▶ Task brief
Can you render the records from the line containing "Args: query, the phrase to segment: finger" through the line containing "Returns: the outline of every instance of the finger", both included, as a Markdown table with columns Row and Text, skipping blank lines?

▶ Data supplied
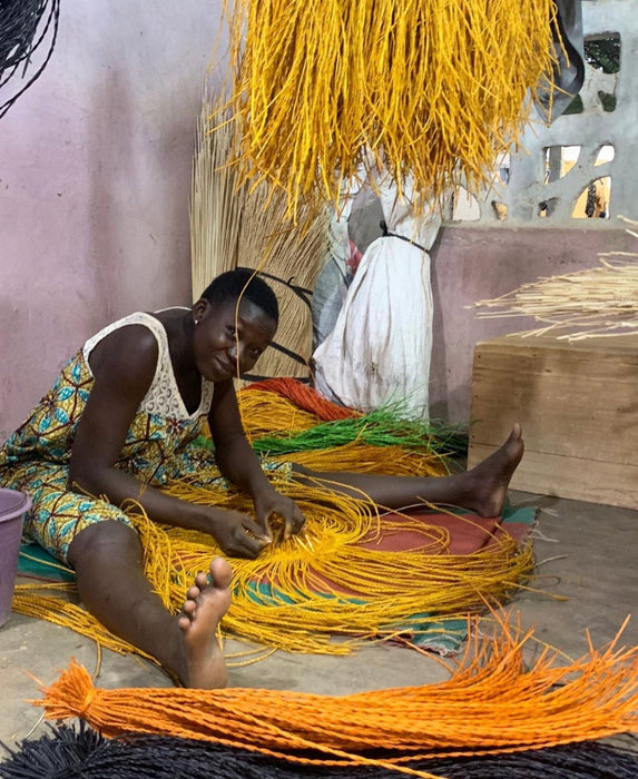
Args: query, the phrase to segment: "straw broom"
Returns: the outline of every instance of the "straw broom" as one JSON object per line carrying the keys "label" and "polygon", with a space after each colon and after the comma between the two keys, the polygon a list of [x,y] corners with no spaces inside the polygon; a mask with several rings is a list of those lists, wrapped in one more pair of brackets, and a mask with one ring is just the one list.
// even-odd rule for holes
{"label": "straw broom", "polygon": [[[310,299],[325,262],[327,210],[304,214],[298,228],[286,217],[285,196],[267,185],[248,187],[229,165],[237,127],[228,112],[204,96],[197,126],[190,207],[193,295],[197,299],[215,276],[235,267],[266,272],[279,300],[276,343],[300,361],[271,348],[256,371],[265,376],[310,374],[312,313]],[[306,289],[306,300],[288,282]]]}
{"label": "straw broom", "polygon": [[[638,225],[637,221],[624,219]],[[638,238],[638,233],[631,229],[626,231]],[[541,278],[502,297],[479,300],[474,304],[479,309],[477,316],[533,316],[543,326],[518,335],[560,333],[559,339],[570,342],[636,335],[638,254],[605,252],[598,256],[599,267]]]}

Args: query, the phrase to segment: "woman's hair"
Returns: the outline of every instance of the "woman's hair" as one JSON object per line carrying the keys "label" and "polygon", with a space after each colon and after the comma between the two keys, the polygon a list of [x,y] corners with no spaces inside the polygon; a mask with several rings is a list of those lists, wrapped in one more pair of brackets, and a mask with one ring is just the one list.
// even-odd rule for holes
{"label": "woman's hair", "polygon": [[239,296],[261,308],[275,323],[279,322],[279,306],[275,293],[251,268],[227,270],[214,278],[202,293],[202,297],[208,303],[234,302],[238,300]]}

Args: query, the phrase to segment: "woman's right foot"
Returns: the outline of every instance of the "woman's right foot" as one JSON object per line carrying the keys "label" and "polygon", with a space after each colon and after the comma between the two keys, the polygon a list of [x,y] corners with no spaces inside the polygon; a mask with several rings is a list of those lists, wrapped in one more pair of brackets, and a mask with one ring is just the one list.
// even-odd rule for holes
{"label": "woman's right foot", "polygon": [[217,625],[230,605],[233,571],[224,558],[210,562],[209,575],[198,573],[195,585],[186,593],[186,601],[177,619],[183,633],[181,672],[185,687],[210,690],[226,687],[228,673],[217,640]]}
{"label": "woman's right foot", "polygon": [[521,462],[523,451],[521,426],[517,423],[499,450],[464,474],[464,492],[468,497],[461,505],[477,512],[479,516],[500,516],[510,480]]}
==
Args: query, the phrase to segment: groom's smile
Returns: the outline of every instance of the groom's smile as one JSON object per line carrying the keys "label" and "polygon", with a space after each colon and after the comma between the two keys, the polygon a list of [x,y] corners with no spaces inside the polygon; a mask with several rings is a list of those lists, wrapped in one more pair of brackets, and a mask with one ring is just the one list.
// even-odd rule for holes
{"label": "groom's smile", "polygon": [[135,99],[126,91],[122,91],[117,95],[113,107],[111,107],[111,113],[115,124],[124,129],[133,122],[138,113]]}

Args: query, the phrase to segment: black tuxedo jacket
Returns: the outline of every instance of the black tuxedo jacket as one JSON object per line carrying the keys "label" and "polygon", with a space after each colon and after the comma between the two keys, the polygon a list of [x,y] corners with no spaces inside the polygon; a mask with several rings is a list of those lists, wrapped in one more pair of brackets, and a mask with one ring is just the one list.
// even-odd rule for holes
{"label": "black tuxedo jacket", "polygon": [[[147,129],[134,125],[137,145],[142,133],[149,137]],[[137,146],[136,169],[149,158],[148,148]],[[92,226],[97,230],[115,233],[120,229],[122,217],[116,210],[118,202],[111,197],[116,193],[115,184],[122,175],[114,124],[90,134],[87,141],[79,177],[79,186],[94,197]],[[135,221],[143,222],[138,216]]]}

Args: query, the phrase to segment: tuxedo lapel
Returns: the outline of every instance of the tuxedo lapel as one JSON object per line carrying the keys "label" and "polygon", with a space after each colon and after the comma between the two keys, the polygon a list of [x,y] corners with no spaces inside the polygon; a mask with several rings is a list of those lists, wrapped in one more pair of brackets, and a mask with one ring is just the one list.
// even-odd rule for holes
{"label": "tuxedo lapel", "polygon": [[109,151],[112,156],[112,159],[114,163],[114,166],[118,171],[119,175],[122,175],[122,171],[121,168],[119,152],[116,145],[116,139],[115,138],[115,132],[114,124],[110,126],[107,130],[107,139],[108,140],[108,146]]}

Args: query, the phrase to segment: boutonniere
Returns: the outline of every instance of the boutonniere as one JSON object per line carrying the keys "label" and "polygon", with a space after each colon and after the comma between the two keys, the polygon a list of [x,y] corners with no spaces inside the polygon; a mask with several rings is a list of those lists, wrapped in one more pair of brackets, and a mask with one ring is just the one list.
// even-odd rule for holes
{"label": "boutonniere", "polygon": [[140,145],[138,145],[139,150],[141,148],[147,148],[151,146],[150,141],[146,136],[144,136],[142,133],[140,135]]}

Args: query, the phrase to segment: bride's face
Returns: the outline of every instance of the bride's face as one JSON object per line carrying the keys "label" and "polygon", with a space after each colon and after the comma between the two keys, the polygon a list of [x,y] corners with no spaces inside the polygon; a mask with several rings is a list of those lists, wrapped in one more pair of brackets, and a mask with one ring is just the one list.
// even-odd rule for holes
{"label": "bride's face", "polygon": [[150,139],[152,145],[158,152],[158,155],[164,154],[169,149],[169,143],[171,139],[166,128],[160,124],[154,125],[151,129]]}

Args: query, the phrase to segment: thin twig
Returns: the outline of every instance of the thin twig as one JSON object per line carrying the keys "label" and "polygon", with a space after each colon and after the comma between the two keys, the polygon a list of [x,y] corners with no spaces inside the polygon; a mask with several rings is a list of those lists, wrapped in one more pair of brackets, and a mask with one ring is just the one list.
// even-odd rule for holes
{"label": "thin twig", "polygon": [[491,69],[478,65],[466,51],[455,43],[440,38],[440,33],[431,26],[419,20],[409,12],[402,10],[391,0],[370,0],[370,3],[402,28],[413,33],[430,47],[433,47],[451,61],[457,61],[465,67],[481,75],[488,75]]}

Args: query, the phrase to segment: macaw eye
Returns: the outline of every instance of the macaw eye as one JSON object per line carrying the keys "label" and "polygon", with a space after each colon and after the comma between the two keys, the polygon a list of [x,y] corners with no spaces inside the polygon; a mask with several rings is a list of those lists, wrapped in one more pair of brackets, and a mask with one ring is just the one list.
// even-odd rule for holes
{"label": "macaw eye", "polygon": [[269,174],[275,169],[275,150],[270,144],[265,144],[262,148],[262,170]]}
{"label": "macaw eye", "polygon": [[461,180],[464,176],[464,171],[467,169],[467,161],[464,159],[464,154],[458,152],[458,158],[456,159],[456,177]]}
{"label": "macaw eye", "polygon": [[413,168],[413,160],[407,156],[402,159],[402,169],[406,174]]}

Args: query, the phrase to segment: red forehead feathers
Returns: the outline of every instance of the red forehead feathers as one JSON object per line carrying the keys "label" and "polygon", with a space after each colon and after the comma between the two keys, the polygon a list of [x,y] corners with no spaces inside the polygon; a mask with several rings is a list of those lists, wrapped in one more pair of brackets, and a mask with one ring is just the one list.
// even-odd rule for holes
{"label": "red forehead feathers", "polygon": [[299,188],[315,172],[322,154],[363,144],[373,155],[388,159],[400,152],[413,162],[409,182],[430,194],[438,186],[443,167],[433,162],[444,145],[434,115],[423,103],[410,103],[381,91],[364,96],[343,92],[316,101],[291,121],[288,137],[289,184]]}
---
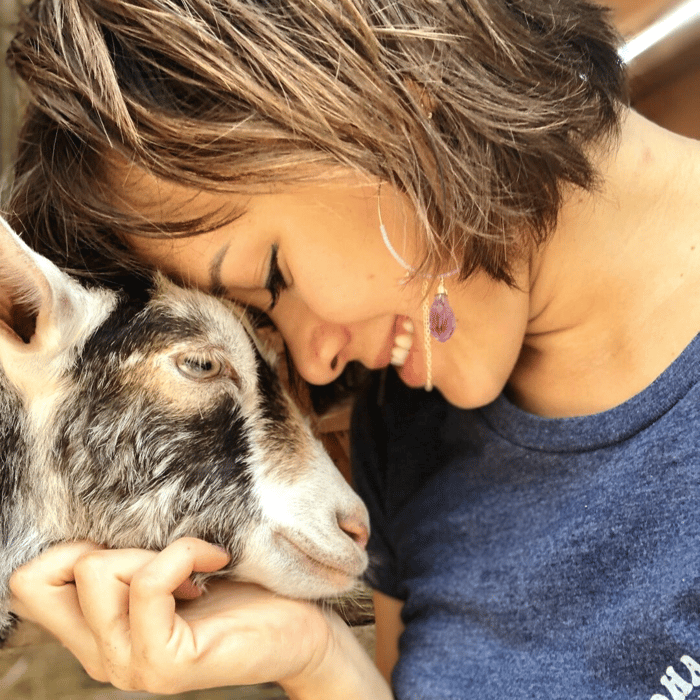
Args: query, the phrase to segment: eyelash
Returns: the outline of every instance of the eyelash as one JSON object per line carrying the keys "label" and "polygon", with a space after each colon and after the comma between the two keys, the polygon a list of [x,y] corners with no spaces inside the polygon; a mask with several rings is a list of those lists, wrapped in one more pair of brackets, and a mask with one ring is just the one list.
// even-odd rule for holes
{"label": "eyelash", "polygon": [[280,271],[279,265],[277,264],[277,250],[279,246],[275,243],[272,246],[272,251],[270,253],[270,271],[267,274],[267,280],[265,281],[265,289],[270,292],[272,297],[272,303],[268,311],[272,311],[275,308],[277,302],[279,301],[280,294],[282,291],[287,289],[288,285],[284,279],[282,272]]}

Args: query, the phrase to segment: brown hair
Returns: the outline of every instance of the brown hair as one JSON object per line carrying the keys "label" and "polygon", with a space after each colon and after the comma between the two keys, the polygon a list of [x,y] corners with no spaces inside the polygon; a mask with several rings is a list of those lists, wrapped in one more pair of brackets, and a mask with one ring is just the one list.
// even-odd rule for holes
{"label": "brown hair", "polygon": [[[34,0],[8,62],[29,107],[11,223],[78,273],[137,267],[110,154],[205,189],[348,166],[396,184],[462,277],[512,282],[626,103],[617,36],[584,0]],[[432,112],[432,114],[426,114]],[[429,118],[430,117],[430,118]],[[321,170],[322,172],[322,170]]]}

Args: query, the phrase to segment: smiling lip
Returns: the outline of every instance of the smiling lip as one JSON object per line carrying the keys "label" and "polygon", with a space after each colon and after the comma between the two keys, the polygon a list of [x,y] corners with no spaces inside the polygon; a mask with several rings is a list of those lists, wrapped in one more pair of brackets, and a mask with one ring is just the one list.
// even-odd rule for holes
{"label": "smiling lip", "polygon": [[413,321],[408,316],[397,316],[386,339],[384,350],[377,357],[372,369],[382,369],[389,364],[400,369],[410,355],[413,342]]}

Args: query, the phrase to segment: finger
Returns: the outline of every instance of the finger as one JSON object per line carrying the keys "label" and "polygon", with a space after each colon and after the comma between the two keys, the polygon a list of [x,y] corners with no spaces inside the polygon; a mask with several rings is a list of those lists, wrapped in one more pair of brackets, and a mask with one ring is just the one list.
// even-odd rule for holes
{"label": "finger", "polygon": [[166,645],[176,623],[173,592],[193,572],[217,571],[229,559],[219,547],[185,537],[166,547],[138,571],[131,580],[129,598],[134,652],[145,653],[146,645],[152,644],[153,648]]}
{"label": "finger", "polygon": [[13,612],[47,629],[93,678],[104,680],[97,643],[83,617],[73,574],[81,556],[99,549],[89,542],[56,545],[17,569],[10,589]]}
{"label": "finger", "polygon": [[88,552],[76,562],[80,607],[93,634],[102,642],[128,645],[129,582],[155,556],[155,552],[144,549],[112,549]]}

▶ Final answer
| Row | Text |
|---|---|
| 1 | Args: query, the phrase to segment: finger |
| 2 | Returns: the outline of every instance of the finger as one JSON object per line carrying the keys "label" and "polygon", with a space after each colon and after the comma between the two keys, the polygon a list of [x,y] corners with no spaces inside the polygon; a mask with several rings is a list of those lists, wrapped in one more pair of brackets, and a mask with one ring is just the one list. |